begin
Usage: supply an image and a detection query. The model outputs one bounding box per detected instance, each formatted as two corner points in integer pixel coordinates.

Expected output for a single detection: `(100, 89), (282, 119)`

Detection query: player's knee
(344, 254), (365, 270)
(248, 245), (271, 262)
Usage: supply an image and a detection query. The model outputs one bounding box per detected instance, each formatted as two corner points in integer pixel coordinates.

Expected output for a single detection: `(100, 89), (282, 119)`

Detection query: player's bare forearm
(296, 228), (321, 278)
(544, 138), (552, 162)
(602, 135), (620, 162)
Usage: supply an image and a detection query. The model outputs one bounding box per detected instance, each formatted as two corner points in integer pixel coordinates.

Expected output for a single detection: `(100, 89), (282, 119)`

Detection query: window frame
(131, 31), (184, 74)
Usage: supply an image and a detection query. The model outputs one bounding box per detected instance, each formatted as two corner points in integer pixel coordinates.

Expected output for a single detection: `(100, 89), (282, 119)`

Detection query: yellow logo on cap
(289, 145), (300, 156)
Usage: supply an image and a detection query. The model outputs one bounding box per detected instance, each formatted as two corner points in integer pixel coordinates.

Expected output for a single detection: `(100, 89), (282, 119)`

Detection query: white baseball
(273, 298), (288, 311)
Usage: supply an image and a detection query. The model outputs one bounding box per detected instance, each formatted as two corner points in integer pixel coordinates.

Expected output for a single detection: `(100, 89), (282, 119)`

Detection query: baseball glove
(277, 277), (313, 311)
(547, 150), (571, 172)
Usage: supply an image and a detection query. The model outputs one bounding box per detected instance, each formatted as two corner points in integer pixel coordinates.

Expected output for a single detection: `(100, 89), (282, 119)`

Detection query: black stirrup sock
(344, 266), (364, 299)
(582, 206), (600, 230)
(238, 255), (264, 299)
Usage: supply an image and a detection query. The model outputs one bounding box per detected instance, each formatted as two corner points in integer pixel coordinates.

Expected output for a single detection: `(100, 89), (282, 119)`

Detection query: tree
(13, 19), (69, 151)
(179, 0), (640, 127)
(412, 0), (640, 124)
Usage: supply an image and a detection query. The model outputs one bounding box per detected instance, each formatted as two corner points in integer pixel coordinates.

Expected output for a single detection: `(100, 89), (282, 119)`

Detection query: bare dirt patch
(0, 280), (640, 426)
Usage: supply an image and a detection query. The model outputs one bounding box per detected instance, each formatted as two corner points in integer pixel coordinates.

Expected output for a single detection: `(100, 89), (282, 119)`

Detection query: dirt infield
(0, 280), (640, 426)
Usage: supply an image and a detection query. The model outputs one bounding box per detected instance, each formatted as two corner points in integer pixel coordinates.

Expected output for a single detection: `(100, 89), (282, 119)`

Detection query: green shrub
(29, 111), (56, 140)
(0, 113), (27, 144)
end
**WHAT NEEDS TO BE DONE**
Locate every line of the listing that contains the word "player" and copy each one.

**ANSWER BELOW**
Detection query: player's knee
Detection query: player's bare forearm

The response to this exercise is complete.